> [Task details]: Please transcribe the listing below with every word intact.

> [Supplied data]:
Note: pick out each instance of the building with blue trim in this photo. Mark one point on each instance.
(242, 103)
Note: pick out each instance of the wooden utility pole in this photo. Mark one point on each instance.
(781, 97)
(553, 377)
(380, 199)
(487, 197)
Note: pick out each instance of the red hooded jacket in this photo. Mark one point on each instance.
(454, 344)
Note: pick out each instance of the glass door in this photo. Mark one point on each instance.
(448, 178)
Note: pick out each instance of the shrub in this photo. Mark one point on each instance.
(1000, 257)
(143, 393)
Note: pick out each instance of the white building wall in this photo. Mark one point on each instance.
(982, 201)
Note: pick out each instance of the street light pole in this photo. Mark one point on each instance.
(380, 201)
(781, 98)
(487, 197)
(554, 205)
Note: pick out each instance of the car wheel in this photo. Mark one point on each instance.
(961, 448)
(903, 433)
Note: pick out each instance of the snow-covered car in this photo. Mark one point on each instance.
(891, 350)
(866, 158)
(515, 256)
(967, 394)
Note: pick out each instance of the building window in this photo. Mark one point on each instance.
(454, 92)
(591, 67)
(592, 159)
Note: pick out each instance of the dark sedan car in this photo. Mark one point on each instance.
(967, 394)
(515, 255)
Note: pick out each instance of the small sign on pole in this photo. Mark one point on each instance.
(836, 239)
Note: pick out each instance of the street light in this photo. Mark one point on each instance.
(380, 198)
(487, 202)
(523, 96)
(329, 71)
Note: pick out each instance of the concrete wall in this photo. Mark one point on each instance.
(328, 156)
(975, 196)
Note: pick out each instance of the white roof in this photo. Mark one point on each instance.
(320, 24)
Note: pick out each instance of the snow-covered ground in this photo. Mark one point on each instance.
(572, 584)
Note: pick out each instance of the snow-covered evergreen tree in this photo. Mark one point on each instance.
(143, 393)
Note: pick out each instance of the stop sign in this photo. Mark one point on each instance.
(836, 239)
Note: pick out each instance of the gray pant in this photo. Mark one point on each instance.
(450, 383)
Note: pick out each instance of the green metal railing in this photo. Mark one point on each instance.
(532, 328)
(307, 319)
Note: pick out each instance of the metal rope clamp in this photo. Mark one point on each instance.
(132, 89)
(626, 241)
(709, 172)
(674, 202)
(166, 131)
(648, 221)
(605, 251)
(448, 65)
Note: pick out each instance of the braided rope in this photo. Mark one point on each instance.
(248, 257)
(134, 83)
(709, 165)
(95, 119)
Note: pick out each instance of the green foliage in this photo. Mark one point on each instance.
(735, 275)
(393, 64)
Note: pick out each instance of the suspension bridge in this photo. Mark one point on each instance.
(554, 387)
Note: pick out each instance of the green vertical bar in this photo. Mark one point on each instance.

> [Completed exercise]:
Note: pick out each instance of the building with blue trim in this photo. Mark one point on each instance.
(242, 103)
Note: pick out each instance of the wooden utility pole in this photo. Mark one point on each instance.
(781, 97)
(553, 377)
(380, 199)
(487, 197)
Note: pick out each instance of the red hooded jacket in this photo. Mark one point on each instance.
(454, 344)
Note: pick out each instance of the glass door in this photo. Mark one point on each instance.
(448, 178)
Note: pick out each instance of the shrub in this photo. Mark one point on each instance.
(1000, 257)
(143, 393)
Note: pick out each instance of the white building wall in this photo. Mark one point on each instance.
(982, 201)
Note: pick out each instance of the street light pole in this photo. Mark one point on each instance.
(380, 201)
(781, 98)
(487, 197)
(554, 205)
Note: pick out each instance of the car wheel in this photo. Mark one point on each instance.
(961, 448)
(903, 433)
Note: pick out each instance of the snow-covered car in this photo. Mark one point on each instance.
(891, 350)
(866, 158)
(515, 256)
(967, 394)
Note: pick out each instance of the building window in this photo. Mark one point on each instance.
(454, 92)
(591, 67)
(592, 159)
Note: pick out each instance of the dark sedan car in this photo. Mark one point on each instance.
(967, 394)
(515, 255)
Note: pick out each instance of the small sign on pole in this photo. Mark one point on each instance.
(836, 239)
Note: pick out each instance of the street light in this photo. Mark one point on each instance.
(380, 198)
(487, 202)
(523, 96)
(329, 71)
Note: pick out each instance of the concrete wall in this photo. Mark one point on each instance.
(328, 156)
(975, 196)
Note: pick out each instance of the white roof in this photo. Mark one point on each instance.
(320, 24)
Note: pick out each instance of the snow-covered ground in this photo. Mark one point on each instance.
(572, 584)
Note: pick out each instance of the snow-covered evergreen tree in this photo. Mark one point on each instance.
(143, 393)
Note: pick out each instance of the stop sign in this photo. Mark one point on each instance.
(836, 239)
Note: pick out each instance of the gray pant in this photo. Mark one point on each instance.
(450, 383)
Note: pick out each instance of the green metal railing in this photo. Mark one point on each instance.
(532, 328)
(307, 319)
Note: pick out each instance of the metal rope clamp in this photo. Mark one point on each instance.
(132, 89)
(626, 241)
(709, 172)
(674, 202)
(166, 131)
(648, 221)
(605, 251)
(448, 65)
Note: pick out each instance of the braided rope in this photo. Mark one point on each instance.
(248, 257)
(134, 83)
(709, 165)
(95, 119)
Note: pick out each instance of the green foliage in this photo. Mark one point on each instance.
(735, 275)
(393, 64)
Note: pick out each instance of the suspension bridge in this photo. Mark one point on each instance.
(554, 387)
Note: pick out each instance of the green vertical bar in this photo. Mark one point on each instance.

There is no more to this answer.